== TASK DETAILS ==
Reproduce the entries below in full and without error.

== RECORD EXTRACTS ==

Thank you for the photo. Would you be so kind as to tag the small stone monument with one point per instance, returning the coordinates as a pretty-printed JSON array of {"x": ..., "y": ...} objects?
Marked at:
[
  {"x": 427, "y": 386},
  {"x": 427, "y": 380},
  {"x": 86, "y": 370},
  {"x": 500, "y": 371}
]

== EXERCISE RESULT ==
Thank you for the photo. Would you be so kind as to tag the small stone monument with one point per instance, returning the coordinates as a pretty-printed JSON array of {"x": ..., "y": ...} objects?
Marked at:
[
  {"x": 427, "y": 386},
  {"x": 427, "y": 380},
  {"x": 86, "y": 370},
  {"x": 500, "y": 371}
]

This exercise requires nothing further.